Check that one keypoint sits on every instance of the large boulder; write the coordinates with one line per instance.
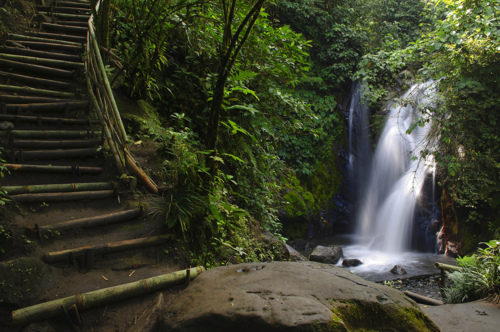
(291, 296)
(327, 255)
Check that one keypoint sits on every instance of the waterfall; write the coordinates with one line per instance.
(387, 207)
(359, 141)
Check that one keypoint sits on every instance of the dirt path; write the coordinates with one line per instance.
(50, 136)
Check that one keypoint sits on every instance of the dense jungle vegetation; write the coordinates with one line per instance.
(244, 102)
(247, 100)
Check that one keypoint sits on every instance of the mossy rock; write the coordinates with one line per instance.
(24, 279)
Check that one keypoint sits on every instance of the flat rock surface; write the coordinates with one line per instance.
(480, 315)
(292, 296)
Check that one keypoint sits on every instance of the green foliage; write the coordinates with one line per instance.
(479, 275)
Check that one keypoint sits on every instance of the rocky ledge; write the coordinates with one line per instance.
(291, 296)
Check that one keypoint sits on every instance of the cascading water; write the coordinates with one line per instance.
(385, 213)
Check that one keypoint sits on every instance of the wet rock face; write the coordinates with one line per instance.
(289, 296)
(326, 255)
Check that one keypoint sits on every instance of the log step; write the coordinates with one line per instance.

## What you need to do
Make an exact copy of all the material, but keep the pictures out of it.

## Output
Check that one keypoint sits on every instance of the large boulder; write the coordinates with one line per instance.
(291, 296)
(327, 255)
Check that one keypoint sits on every instance of the waterfall; write the coordinates with one line per instance.
(387, 207)
(359, 141)
Check that one keypoint sits on every instance of the dirt path; write the coordinates with one line per instance.
(50, 136)
Check that one keypoint sits on every instance of the dense jungle vegetation; write the coordinates with one line per instance.
(244, 102)
(247, 100)
Check that one keypoint sits on every instance of the mossy rock; write the coordinates with one line per instance.
(24, 279)
Check that one keypoint sits on every instance of the flat rock surface; write the coordinates with one line per instance.
(480, 315)
(292, 296)
Check that one keypoint sits on every instance of the green foliage; write the coordinates with one line per instance.
(479, 275)
Check that one keypoint sits on every instance of the rocky ledge; write the coordinates with one line per instance.
(291, 296)
Check that one keypoint sits on every instance of the cascading water; write the coordinates with one line per instance.
(385, 213)
Check that one keypoint sits on every instance of the wet rock face; write the coordinates with one line per instance.
(289, 296)
(326, 255)
Check that one keypoint sits on every instance of the log step; write the coordinates with one line per instance.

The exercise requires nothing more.